> **EXERCISE AIM**: Return every line below exactly, leaving nothing out.

> **GIVEN DATA**:
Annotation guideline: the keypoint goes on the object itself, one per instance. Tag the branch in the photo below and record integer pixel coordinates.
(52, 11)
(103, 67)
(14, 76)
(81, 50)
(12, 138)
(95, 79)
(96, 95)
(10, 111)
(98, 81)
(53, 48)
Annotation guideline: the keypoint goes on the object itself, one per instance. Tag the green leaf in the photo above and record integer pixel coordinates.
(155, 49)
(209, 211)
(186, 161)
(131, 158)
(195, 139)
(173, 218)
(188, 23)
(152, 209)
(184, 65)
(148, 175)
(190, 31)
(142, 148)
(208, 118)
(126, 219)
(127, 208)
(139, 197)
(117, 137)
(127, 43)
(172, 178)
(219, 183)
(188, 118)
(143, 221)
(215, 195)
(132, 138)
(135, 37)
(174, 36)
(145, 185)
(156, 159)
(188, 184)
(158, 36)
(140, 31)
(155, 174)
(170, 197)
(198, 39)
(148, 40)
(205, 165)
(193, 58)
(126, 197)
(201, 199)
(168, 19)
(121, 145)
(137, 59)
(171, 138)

> **RESPONSE TO THIS EXERCISE**:
Annotation guideline: the keypoint goes on the object itself, one per instance. Tag the branch in the photo below and record integer pixel coordinates.
(52, 11)
(103, 67)
(14, 76)
(81, 50)
(12, 138)
(95, 79)
(96, 95)
(10, 111)
(98, 81)
(53, 48)
Annotation guideline: the keypoint goes on the object itself, one per instance. Tag the green leaf in the photo above and record integer pixel coordinates.
(155, 49)
(209, 211)
(186, 161)
(131, 158)
(195, 139)
(173, 218)
(188, 23)
(152, 209)
(184, 65)
(148, 175)
(190, 31)
(142, 148)
(208, 118)
(126, 219)
(127, 208)
(139, 197)
(117, 137)
(127, 43)
(172, 178)
(219, 183)
(188, 118)
(143, 221)
(215, 195)
(132, 138)
(135, 37)
(174, 36)
(145, 185)
(156, 159)
(188, 184)
(158, 36)
(140, 31)
(155, 174)
(170, 197)
(198, 39)
(148, 40)
(205, 165)
(193, 58)
(126, 197)
(201, 199)
(168, 19)
(121, 145)
(137, 59)
(171, 138)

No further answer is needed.